**Given data:**
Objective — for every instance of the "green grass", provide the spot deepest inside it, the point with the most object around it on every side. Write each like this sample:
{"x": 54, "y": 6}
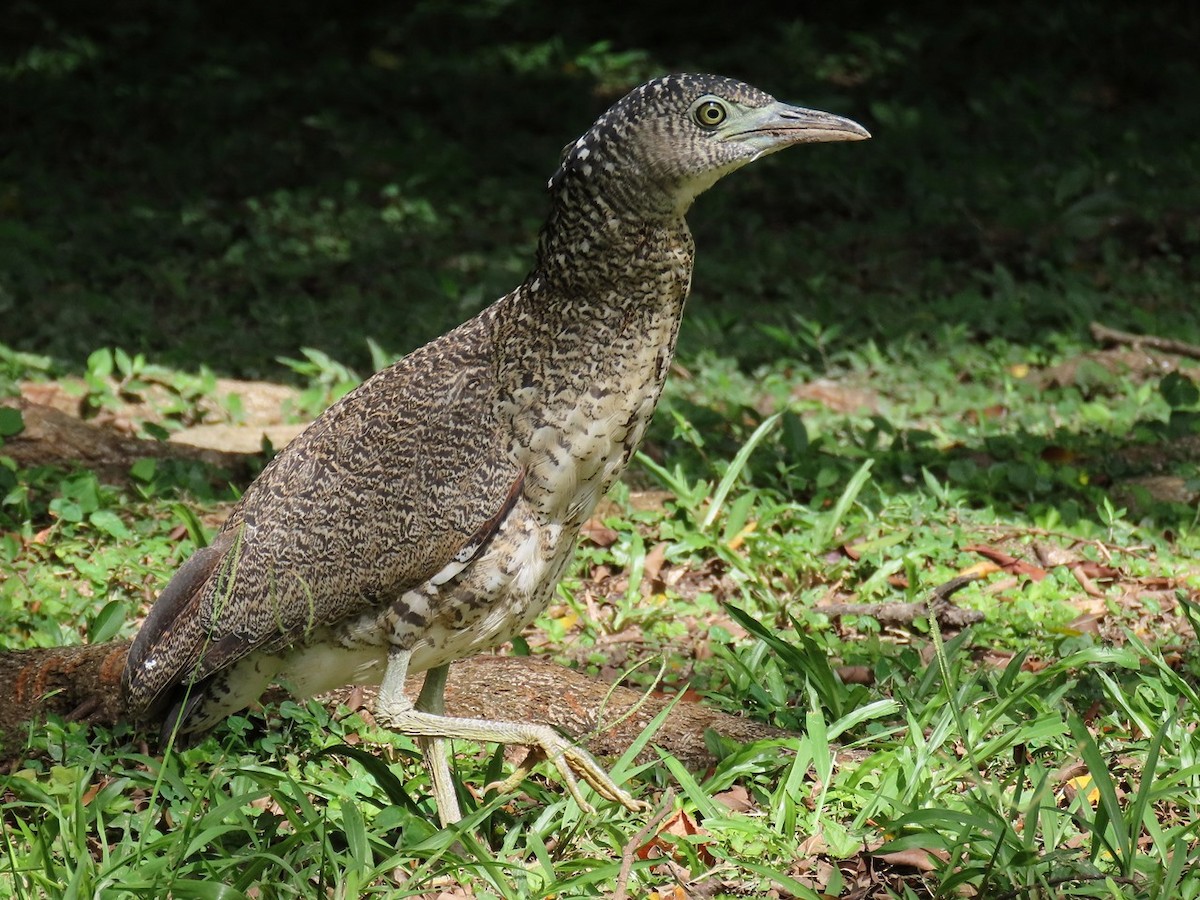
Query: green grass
{"x": 885, "y": 366}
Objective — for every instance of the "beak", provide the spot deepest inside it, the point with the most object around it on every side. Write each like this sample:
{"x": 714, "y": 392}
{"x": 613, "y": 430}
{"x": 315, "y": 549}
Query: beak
{"x": 777, "y": 125}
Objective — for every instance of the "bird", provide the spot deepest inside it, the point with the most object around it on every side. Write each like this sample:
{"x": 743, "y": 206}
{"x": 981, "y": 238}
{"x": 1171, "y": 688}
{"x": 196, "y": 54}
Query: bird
{"x": 430, "y": 514}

**What the task requires:** The lines to copy are those in the records above containing the word "object".

**Response for this exercise:**
Objective — for every instance of the "green grass", provide the spot deepest inside it, the point with the most object around it on every side. Write each like this sample:
Objective — for every instance of the "beak", provide the spot deepest inside it, the point with the most object around it on every side. Write each like this sample:
Objective — for every instance of the "bird", provide the spot deepest inside it, the point with the most object around it on every side. Write each like this sample:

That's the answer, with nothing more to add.